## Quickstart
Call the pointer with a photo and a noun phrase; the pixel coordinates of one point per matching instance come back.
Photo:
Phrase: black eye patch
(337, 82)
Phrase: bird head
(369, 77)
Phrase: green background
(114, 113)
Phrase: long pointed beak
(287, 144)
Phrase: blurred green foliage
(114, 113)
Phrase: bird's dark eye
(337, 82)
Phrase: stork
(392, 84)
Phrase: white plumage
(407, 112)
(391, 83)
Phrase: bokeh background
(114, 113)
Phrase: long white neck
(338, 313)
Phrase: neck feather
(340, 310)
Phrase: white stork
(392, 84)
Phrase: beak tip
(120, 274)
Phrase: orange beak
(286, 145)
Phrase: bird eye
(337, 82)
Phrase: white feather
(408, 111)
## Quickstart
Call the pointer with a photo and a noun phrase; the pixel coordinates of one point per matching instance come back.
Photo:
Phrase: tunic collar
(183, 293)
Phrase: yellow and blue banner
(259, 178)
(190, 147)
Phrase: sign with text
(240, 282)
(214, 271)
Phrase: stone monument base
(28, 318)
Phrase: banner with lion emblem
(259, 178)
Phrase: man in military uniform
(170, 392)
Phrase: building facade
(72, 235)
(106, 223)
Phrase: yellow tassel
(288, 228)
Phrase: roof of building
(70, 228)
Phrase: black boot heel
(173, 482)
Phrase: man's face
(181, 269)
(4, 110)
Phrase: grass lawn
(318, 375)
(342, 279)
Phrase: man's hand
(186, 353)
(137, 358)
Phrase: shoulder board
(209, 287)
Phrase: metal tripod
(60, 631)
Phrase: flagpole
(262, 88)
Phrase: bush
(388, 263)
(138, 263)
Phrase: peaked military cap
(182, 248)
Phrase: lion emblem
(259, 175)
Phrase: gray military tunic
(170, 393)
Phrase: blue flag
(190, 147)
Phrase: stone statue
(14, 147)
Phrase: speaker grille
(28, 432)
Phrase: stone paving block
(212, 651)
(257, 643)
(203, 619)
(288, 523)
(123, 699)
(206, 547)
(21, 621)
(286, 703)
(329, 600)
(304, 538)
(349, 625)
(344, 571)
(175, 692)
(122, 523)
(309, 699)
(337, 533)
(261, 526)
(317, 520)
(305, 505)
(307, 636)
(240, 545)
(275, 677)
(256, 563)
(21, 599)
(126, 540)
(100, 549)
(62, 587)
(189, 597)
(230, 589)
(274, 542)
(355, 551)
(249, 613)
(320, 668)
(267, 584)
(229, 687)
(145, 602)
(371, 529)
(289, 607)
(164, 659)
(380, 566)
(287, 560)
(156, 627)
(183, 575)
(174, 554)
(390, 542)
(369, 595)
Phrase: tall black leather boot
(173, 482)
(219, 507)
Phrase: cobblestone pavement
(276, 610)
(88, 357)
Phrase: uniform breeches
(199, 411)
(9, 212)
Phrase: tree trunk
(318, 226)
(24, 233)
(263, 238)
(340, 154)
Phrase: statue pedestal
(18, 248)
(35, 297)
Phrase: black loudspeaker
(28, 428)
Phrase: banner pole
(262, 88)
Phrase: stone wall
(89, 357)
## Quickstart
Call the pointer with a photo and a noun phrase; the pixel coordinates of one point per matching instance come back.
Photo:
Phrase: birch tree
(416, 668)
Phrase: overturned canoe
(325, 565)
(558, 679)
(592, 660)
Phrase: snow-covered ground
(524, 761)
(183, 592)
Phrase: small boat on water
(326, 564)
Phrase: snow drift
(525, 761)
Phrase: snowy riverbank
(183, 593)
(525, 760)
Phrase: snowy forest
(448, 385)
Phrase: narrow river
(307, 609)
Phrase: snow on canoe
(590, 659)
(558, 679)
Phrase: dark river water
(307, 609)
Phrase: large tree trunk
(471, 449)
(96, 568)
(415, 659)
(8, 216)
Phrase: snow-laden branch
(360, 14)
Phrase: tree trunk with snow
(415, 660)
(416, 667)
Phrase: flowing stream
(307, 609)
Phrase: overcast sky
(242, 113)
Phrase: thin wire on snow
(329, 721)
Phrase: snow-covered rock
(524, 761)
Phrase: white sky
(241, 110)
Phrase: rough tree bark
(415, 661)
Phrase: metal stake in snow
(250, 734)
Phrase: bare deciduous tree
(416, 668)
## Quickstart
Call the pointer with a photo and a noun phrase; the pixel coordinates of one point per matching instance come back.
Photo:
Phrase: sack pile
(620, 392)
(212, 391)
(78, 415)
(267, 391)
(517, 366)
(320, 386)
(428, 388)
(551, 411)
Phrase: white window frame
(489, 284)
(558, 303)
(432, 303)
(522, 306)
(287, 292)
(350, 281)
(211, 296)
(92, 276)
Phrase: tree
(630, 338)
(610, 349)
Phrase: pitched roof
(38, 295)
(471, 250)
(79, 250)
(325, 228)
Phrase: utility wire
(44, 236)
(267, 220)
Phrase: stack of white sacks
____________
WHAT THE EXERCISE ASKS: Write out the whole listing exactly.

OUTPUT FOR THIS TASK:
## Quickstart
Call the pointer with a photo and a noun phrase; the pixel coordinates of one point per matching instance come back.
Photo:
Phrase: black eye patch
(337, 82)
Phrase: bird head
(369, 77)
Phrase: green background
(114, 113)
Phrase: long pointed beak
(287, 144)
Phrase: blurred green foliage
(114, 113)
Phrase: bird's dark eye
(337, 82)
Phrase: stork
(392, 84)
Phrase: white plumage
(407, 112)
(391, 83)
Phrase: bokeh background
(114, 113)
Phrase: long white neck
(338, 313)
Phrase: neck feather
(340, 310)
Phrase: white stork
(392, 84)
Phrase: beak tip
(120, 274)
Phrase: orange beak
(286, 145)
Phrase: bird eye
(337, 82)
Phrase: white feather
(408, 111)
## Quickstart
Call the pointer with a photo and a noun phrase; the pixel coordinates of one point per matching instance come back.
Photo:
Phrase: tunic collar
(183, 293)
Phrase: yellow and blue banner
(259, 178)
(190, 147)
Phrase: sign with text
(240, 282)
(214, 271)
Phrase: stone monument base
(28, 318)
Phrase: banner with lion emblem
(259, 178)
Phrase: man in military uniform
(170, 392)
Phrase: building facade
(72, 235)
(106, 223)
Phrase: yellow tassel
(288, 228)
Phrase: roof of building
(70, 228)
Phrase: black boot heel
(173, 482)
Phrase: man's face
(181, 269)
(4, 110)
Phrase: grass lawn
(318, 375)
(342, 279)
Phrase: man's hand
(186, 353)
(137, 358)
Phrase: shoulder board
(209, 287)
Phrase: metal tripod
(60, 631)
Phrase: flagpole
(262, 88)
Phrase: bush
(388, 263)
(138, 263)
Phrase: peaked military cap
(182, 248)
Phrase: lion emblem
(259, 175)
Phrase: gray military tunic
(170, 393)
Phrase: blue flag
(190, 147)
Phrase: stone statue
(14, 147)
Phrase: speaker grille
(28, 432)
Phrase: stone paving block
(212, 651)
(257, 643)
(203, 619)
(288, 523)
(123, 699)
(206, 547)
(21, 621)
(286, 703)
(329, 600)
(304, 538)
(349, 625)
(344, 571)
(175, 692)
(122, 523)
(309, 699)
(337, 533)
(261, 526)
(317, 520)
(305, 505)
(307, 636)
(240, 545)
(275, 677)
(256, 563)
(21, 599)
(126, 540)
(100, 549)
(62, 587)
(189, 597)
(230, 589)
(274, 542)
(355, 551)
(249, 613)
(320, 668)
(267, 584)
(229, 687)
(145, 602)
(371, 529)
(289, 607)
(164, 659)
(380, 566)
(287, 560)
(156, 627)
(183, 575)
(174, 554)
(390, 542)
(369, 595)
Phrase: tall black leather boot
(173, 482)
(219, 507)
Phrase: cobblestone pavement
(276, 610)
(88, 357)
Phrase: uniform breeches
(199, 411)
(9, 212)
Phrase: tree trunk
(318, 226)
(24, 233)
(263, 238)
(340, 154)
Phrase: statue pedestal
(18, 248)
(35, 297)
Phrase: black loudspeaker
(28, 428)
Phrase: banner pole
(262, 88)
Phrase: stone wall
(89, 357)
## Quickstart
Call the pointer with a photo and a noun phrase; the pixel coordinates of one point per matching instance come back.
Photo:
Phrase: birch tree
(416, 668)
Phrase: overturned canoe
(325, 565)
(558, 679)
(592, 660)
Phrase: snow-covered ground
(524, 761)
(183, 592)
Phrase: small boat on water
(326, 564)
Phrase: snow drift
(525, 761)
Phrase: snowy riverbank
(183, 593)
(525, 760)
Phrase: snowy forest
(448, 385)
Phrase: narrow river
(307, 609)
Phrase: snow on canoe
(590, 659)
(558, 679)
Phrase: dark river water
(307, 609)
Phrase: large tree trunk
(471, 449)
(96, 568)
(415, 659)
(8, 216)
Phrase: snow-laden branch
(360, 14)
Phrase: tree trunk with snow
(415, 660)
(416, 667)
Phrase: flowing stream
(307, 609)
Phrase: overcast sky
(242, 113)
Phrase: thin wire on snow
(329, 721)
Phrase: snow-covered rock
(524, 761)
Phrase: white sky
(241, 110)
Phrase: rough tree bark
(415, 661)
Phrase: metal stake in snow
(250, 734)
Phrase: bare deciduous tree
(416, 668)
## Quickstart
Call the pointer with a photo and a noun phrase; the pixel coordinates of one point per matching instance come back.
Photo:
Phrase: sack pile
(620, 392)
(212, 391)
(78, 415)
(267, 391)
(517, 366)
(320, 386)
(428, 388)
(551, 411)
Phrase: white window frame
(489, 284)
(558, 303)
(432, 303)
(522, 306)
(287, 292)
(350, 281)
(211, 296)
(92, 276)
Phrase: tree
(630, 338)
(610, 349)
Phrase: pitched roof
(38, 295)
(471, 250)
(79, 250)
(325, 228)
Phrase: utility wire
(44, 236)
(267, 220)
Phrase: stack of white sacks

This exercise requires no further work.